Texte:
******************************

Enfin, monsieur le ministre, j’en viens à ce qui suscite, chez moi, le plus d’interrogations, à ce qui manifeste le plus nettement la dimension politique de votre projet : la question de la morale laïque. Je comprends bien, ou je crois voir un peu, ce que peuvent être des morales d’inspiration naturelle ; la question de la raison naturelle, celle de la raison et de la foi se posent à l’humanité depuis longtemps. Je comprendrais aussi que vous vouliez réintroduire l’apprentissage des droits et des devoirs de chacun dans l’enseignement, cela me paraîtrait même de bon sens.
Mais, je le demande avec le sourire, et j’espère une réponse souriante mais sérieuse de votre part, monsieur le ministre, comment allez-vous traiter, dans l’enseignement primaire, l’interdiction de voler ? Et vous interdirez-vous d’enseigner aux élèves de l’école primaire qu’il est interdit de mentir au motif que, comme l’interdiction du vol, celle du mensonge figure dans le livre de l’Exode et le Décalogue révélé sur le mont Sinaï à Moïse ? La morale laïque que vous préconisez ira-t-elle jusqu’à couper de leurs racines ces enseignements fondamentaux dont l’une des premières traces figure dans les livres dits saints ?
Qu’est-ce qu’une morale laïque ? Enseigner relayer les études de genre ?
Enfin, je fais écho à ce que notre collègue disait tout à l’heure de la théorie du genre. J’ai le regret de dire que, si je considère comme utile, le fait que ces sujets soient étudiés dans le cadre de l’enseignement de la philosophie ou de la sociologie, je ne comprends pas pourquoi il faut faire de quelque chose qui n’a, en aucun cas, le statut d’une science, de quelque chose qui voudrait en quelque sorte déraciner de jeunes enfants, séparer leur identité de leur propre substrat corporel, de leur corps même, une orientation pédagogique obligatoire. C’est pourtant l’objet de l’article 31 de votre projet de loi !
Au total, monsieur le ministre, pour toutes ces raisons, et nonobstant les éclaircissements que le débat pourra permettre, je ne vois pas comment je pourrais être favorable à votre texte. / J.-Fr. P.
Texte des deux amendements relatifs au refus de la mise en place des « conditions à l’égalité de genre » en primaire
Amendement 1101
ARTICLE 31
Cet amendement est en cours de traitement par la division de la séance.
Supprimer l’avant-dernière phrase de l’alinéa 6.
EXPOSÉ SOMMAIRE
Contrairement à ce qui a été avancé, la notion d’égalité des genres ne renvoie pas à la simple égalité homme/femme, mais à un principe idéologique, celui de la théorie du genre. Comme cela a déjà été signalé lors du débat concernant les programmes et les manuels de biologie, la théorie du genre est, précisément, une Théorie philosophique et anthropologique. En tant que telle, elle n’a aucunement sa place parmi les missions de l’école de la République, sauf à vouloir faire des élèves les cobayes d’expérimentations sociétales et anthropologiques.
Amendement 1102
ARTICLE 31
Cet amendement est en cours de traitement par la division de la séance.
À la fin de l’avant-dernière phrase de l’alinéa 6, substituer aux mots : « de genre » les mots : « entre hommes et femmes ».
EXPOSÉ SOMMAIRE
Il a été affirmé que la notion d’égalité de genre» ne recouvrait rien d’autre que la simple égalité homme/femme. En ce cas, plutôt que de faire appel à une terminologie ambigüe et controversée, le bon sens et le principe d’intelligibilité de la loi commandent de reformuler cette phrase, de sorte que la notion d’égalité entre homme et femme y soit formulée avec clarté et précision.

******************************

Données fournies:
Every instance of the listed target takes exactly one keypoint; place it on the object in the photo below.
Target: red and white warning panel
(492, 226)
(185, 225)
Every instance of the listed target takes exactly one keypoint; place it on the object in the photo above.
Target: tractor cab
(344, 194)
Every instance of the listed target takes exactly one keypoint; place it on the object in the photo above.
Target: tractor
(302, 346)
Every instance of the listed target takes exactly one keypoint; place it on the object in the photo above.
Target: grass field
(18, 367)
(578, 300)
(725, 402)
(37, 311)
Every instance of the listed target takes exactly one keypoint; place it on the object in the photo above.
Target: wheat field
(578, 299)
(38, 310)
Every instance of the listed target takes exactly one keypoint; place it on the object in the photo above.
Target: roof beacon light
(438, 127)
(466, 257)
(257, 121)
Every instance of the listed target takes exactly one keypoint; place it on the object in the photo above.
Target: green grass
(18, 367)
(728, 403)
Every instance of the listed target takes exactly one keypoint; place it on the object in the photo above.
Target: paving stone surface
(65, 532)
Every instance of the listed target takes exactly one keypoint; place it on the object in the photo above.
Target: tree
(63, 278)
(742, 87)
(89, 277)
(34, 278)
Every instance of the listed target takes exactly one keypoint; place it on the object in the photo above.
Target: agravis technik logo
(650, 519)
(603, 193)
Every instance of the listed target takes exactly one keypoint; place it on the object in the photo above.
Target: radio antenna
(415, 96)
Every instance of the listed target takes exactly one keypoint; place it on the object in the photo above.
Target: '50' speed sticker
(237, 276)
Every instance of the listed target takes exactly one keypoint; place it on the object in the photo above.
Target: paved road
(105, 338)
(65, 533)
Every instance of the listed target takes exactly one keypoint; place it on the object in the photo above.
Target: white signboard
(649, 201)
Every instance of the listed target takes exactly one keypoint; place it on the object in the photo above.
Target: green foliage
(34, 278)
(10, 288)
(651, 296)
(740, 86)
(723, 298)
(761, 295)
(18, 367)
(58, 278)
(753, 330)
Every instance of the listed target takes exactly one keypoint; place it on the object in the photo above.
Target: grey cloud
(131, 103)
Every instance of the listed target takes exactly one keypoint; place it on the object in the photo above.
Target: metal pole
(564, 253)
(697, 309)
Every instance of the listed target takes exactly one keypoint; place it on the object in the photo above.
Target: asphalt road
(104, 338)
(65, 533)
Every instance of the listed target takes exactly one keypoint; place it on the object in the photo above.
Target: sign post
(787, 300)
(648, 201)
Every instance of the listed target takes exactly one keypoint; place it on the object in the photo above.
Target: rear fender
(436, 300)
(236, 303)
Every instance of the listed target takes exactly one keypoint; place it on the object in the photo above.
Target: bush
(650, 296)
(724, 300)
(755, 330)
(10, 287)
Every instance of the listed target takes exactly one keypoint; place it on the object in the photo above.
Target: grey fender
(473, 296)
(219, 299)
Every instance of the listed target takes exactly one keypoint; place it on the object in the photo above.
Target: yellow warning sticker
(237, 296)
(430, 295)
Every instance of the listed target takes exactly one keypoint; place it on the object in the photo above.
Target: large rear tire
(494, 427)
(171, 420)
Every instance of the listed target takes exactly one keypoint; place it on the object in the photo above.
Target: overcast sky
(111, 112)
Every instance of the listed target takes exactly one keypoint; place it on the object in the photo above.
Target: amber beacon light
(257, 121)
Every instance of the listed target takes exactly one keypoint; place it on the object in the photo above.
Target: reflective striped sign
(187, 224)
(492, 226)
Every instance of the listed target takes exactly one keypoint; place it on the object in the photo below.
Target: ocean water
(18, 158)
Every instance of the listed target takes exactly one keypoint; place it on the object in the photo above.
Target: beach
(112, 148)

******************************

Tâche 1:
Reproduisez à l'identique le passage du texte sur la morale laïque allant de « Au total, monsieur » jusqu'à « texte. / J.-Fr. P. » inclus.
Tâche 2:
Selon le texte sur la morale laïque, quels mots l'amendement 1102 propose-t-il de substituer aux mots « de genre » ?

Réponse 1:
Au total, monsieur le ministre, pour toutes ces raisons, et nonobstant les éclaircissements que le débat pourra permettre, je ne vois pas comment je pourrais être favorable à votre texte. / J.-Fr. P.

Réponse 2:
Les mots « entre hommes et femmes ».